Segment Start: Data supplied

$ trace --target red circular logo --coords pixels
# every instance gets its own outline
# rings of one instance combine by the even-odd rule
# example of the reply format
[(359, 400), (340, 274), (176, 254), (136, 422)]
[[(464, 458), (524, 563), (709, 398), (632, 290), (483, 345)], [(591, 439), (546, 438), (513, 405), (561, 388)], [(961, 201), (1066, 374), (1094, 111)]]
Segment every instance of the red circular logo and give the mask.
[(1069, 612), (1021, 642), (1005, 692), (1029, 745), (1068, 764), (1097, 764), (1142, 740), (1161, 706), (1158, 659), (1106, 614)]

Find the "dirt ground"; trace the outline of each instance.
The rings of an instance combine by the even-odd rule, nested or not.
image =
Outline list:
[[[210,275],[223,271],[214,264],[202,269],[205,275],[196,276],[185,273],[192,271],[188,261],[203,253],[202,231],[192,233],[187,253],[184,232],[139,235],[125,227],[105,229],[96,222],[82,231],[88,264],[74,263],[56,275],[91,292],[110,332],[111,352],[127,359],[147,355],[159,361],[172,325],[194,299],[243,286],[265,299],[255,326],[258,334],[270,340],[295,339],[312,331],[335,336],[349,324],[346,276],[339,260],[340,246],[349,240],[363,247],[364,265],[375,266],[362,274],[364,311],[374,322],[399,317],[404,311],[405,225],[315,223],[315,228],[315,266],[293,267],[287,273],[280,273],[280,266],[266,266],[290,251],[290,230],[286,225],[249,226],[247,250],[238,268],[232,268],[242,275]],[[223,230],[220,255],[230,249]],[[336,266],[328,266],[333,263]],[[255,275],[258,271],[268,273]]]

Segment End: Data supplied

● What is needed: Nothing is to be left out; every record above must be repeated exactly.

● Answer:
$ trace --target red circular logo --coords pixels
# every instance gets its own outline
# rings of one instance combine by the even-odd rule
# example of the reply format
[(359, 400), (340, 274), (176, 254), (136, 422)]
[[(464, 458), (524, 563), (709, 398), (632, 290), (483, 345)], [(591, 439), (546, 438), (513, 405), (561, 388)], [(961, 201), (1066, 374), (1094, 111)]]
Segment every instance of the red circular logo and give the mask.
[(1069, 612), (1021, 642), (1005, 692), (1029, 745), (1068, 764), (1097, 764), (1142, 740), (1161, 706), (1158, 659), (1106, 614)]

Find the "dirt ground"; trace the outline of each instance.
The rings of an instance combine by the even-odd rule, nested or not.
image =
Outline list:
[[[210,275],[223,271],[214,264],[202,269],[205,275],[196,276],[185,273],[192,271],[188,261],[203,253],[202,231],[192,233],[187,253],[184,232],[139,235],[125,227],[105,229],[96,222],[82,231],[88,264],[74,263],[56,275],[91,292],[110,332],[111,352],[127,359],[147,355],[159,361],[172,325],[194,299],[243,286],[265,299],[255,326],[258,334],[270,340],[295,339],[312,331],[335,336],[349,324],[346,276],[339,260],[340,246],[349,240],[363,247],[364,265],[375,266],[362,274],[364,311],[374,322],[399,317],[404,311],[405,225],[315,223],[315,228],[315,266],[293,267],[287,273],[280,273],[280,266],[266,266],[290,251],[290,230],[286,225],[249,226],[247,250],[238,268],[232,268],[242,275]],[[223,230],[220,255],[230,249]],[[336,266],[328,266],[333,263]],[[255,275],[258,271],[268,273]]]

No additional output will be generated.